WHAT IS EXPECTED - Line by line, please look for the word "brown" in the following records, then copy each line you find it in.

SOURCE DATA -
____________________

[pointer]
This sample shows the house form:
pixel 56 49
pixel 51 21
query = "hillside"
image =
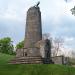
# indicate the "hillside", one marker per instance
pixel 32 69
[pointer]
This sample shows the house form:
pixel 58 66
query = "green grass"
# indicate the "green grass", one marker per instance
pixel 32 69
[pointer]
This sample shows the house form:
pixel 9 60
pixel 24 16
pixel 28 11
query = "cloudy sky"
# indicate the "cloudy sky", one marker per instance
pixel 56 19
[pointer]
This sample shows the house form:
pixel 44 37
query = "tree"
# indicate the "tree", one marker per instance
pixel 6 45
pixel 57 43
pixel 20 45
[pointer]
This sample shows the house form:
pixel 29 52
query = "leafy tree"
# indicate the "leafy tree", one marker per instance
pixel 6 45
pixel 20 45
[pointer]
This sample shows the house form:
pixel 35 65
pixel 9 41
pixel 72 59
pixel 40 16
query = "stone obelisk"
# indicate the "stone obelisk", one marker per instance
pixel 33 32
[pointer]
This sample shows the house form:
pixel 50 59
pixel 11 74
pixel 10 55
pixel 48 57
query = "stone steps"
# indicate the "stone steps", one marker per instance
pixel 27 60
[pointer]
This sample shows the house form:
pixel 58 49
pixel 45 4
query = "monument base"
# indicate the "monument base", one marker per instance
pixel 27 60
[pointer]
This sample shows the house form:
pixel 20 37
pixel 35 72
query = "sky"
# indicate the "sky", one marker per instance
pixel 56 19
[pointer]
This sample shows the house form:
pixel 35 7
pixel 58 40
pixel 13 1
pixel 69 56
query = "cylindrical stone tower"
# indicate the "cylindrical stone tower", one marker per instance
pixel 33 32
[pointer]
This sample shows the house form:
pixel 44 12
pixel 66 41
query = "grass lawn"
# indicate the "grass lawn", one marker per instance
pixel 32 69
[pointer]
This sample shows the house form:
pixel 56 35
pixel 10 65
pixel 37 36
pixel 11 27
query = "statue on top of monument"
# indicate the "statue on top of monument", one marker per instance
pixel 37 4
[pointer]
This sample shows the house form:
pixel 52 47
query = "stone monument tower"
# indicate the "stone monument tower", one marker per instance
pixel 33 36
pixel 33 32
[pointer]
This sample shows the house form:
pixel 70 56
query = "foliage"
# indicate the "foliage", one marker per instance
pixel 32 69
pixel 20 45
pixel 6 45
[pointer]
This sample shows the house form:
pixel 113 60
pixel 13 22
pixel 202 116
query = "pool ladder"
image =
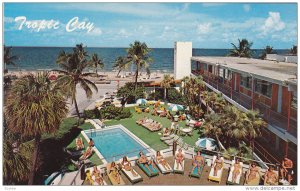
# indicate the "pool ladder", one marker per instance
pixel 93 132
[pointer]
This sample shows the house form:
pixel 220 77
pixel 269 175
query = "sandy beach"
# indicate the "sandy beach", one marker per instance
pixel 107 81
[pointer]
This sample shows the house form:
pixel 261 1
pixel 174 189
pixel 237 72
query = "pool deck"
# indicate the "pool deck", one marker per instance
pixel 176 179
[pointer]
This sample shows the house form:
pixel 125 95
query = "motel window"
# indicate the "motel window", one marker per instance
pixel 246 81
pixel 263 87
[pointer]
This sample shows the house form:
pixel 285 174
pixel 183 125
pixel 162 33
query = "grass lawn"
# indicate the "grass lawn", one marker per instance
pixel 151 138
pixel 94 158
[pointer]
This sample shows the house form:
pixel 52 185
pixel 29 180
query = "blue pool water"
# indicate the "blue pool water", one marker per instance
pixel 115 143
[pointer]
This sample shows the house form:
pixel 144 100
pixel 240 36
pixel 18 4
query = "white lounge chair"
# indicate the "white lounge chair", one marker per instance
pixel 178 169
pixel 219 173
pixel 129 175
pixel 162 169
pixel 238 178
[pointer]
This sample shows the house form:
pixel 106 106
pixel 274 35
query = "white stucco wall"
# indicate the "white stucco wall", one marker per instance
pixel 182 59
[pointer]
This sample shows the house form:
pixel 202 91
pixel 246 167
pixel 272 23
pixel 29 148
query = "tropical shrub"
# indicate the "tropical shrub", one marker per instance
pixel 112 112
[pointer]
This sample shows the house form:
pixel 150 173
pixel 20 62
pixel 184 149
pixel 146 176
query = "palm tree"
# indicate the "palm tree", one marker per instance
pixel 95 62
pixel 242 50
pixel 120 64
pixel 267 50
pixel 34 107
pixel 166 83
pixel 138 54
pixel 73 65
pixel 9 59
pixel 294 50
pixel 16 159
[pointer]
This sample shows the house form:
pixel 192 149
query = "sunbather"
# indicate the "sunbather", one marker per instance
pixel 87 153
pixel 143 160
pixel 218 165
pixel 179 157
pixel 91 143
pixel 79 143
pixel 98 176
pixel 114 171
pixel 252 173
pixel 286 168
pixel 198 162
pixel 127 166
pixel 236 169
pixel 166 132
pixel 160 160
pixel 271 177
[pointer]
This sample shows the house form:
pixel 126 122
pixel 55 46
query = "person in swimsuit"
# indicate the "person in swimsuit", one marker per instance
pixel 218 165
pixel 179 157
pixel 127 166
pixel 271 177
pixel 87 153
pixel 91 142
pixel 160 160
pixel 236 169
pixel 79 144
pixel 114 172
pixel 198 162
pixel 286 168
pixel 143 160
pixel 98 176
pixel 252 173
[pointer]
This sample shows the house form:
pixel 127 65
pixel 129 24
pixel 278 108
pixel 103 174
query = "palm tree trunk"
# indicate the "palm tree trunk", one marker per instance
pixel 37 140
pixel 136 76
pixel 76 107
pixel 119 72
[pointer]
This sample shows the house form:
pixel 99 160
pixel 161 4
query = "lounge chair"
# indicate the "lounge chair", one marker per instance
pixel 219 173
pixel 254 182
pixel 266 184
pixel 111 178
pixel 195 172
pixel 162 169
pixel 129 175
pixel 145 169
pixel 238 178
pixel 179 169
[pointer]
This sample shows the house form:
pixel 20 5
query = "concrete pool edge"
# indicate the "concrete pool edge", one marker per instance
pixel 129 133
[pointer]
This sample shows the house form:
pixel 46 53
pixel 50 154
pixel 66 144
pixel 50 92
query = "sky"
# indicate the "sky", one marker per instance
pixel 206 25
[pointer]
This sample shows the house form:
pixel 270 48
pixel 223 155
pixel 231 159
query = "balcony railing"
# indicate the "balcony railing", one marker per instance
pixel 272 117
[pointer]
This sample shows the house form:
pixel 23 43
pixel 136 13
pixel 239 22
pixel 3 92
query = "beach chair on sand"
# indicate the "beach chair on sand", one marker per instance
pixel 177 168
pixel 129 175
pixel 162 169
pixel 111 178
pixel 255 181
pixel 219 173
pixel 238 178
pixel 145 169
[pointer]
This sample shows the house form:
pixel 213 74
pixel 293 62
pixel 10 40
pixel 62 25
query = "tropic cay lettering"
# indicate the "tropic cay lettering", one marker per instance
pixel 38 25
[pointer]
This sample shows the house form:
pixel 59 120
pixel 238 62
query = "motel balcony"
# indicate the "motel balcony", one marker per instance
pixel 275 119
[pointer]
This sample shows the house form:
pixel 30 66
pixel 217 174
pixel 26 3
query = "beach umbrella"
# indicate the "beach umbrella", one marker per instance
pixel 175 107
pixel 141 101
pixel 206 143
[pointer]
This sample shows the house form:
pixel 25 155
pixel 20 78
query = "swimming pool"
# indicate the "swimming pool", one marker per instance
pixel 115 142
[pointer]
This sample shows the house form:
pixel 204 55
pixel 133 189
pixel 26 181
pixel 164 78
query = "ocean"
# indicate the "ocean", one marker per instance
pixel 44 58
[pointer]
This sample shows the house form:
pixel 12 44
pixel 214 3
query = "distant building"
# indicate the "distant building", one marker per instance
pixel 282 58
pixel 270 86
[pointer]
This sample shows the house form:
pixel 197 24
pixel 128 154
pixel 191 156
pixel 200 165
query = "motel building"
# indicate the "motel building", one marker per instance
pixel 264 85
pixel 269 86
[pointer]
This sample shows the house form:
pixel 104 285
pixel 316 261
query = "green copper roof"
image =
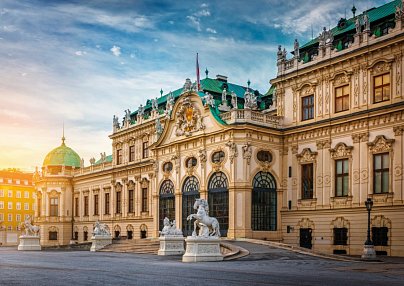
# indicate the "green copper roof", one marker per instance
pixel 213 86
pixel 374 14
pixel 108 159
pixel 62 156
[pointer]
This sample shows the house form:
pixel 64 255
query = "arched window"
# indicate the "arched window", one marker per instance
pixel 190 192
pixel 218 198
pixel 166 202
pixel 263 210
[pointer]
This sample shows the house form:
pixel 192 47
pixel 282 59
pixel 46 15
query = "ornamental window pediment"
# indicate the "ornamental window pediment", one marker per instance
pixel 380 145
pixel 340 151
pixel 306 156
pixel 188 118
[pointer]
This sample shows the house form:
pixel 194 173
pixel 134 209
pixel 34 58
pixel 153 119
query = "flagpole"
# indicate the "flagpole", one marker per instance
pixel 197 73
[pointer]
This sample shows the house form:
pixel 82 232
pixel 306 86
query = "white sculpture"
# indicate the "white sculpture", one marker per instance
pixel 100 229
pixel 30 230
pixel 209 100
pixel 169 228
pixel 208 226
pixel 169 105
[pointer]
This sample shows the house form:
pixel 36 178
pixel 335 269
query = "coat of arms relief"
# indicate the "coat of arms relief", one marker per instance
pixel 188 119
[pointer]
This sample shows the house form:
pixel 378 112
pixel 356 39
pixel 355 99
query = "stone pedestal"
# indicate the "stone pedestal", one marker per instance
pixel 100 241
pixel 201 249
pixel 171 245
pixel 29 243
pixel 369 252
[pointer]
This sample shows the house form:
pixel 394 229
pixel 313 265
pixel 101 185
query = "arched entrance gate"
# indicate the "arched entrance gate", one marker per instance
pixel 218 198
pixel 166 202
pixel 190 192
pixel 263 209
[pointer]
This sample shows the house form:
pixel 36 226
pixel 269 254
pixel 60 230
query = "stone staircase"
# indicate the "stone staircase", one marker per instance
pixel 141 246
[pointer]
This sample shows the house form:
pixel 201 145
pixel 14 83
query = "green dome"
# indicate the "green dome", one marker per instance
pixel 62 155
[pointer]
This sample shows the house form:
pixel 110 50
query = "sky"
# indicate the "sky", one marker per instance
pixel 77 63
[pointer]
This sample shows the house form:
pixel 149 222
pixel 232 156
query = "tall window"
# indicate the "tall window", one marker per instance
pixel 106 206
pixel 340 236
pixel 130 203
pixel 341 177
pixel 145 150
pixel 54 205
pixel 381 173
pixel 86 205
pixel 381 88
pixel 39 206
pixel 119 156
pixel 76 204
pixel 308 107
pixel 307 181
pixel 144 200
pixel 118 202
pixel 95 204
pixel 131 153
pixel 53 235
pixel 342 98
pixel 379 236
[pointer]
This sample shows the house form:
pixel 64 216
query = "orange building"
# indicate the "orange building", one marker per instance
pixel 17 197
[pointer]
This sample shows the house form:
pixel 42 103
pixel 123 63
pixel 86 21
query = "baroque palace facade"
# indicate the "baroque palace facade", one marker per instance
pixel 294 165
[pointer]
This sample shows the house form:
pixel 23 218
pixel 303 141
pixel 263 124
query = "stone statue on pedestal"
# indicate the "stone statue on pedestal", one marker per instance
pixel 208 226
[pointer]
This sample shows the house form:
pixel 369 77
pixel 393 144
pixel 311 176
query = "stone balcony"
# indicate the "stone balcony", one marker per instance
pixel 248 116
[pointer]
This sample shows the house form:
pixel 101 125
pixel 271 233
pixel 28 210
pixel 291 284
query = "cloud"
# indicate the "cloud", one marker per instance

____________________

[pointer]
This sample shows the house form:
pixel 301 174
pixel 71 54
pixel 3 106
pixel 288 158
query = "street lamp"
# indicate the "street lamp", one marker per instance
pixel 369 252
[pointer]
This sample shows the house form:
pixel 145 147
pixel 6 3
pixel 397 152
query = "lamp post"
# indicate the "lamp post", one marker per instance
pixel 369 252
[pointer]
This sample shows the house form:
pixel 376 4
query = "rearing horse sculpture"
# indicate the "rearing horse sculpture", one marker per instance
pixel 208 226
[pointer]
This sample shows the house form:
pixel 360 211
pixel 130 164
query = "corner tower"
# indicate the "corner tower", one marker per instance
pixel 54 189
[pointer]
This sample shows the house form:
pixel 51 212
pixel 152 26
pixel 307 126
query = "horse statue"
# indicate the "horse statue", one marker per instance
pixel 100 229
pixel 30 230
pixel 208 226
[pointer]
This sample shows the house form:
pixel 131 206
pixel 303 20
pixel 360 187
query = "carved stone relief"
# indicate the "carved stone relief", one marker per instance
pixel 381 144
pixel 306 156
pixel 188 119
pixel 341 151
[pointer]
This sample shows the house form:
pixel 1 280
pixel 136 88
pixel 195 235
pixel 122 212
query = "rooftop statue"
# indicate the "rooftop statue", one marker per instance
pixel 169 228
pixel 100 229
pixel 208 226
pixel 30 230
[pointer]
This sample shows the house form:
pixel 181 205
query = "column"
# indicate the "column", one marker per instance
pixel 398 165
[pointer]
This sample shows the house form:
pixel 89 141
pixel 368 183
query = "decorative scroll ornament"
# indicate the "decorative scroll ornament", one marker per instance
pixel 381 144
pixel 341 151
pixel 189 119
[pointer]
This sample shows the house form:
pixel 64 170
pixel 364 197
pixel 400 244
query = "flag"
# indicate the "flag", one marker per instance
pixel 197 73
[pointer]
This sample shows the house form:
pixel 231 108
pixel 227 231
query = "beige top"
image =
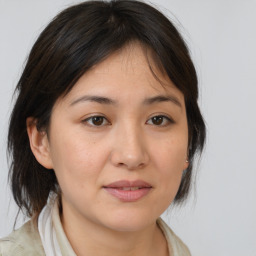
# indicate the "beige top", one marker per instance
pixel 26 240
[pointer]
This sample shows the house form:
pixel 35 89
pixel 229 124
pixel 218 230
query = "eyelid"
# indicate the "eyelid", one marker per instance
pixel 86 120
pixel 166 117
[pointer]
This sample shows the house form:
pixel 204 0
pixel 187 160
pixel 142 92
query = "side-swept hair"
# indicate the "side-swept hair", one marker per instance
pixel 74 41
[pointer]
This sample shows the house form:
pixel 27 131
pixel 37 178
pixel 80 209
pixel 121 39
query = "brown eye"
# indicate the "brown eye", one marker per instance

____________________

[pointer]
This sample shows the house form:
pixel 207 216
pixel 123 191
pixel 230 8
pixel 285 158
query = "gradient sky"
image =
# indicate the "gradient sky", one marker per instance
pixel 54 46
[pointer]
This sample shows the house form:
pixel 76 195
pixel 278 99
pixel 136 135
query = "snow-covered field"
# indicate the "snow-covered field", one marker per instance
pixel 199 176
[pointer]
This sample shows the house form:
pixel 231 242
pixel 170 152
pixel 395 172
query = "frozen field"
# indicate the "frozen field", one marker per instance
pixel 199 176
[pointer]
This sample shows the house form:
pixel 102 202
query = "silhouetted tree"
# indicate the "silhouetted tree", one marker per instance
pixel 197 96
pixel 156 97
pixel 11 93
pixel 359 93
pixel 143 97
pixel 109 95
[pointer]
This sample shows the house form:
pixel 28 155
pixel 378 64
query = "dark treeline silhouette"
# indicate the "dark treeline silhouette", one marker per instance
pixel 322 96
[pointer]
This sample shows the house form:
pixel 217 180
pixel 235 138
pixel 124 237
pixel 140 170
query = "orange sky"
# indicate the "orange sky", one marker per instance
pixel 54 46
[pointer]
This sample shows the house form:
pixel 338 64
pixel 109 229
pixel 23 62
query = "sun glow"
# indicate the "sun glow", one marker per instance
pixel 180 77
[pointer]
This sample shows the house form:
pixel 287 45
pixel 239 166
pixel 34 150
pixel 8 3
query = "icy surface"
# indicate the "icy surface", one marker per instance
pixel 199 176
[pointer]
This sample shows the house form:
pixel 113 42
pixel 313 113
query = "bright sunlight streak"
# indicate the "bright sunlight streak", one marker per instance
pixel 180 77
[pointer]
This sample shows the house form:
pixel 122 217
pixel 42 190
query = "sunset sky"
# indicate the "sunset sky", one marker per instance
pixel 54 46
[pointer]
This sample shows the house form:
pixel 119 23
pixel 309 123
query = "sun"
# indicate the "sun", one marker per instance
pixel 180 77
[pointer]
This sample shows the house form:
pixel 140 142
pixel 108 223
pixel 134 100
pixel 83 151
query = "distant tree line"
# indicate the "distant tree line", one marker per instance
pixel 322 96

____________________

RESPONSE -
query = "brown eye"
# indicate the "brown eye", one marker per instance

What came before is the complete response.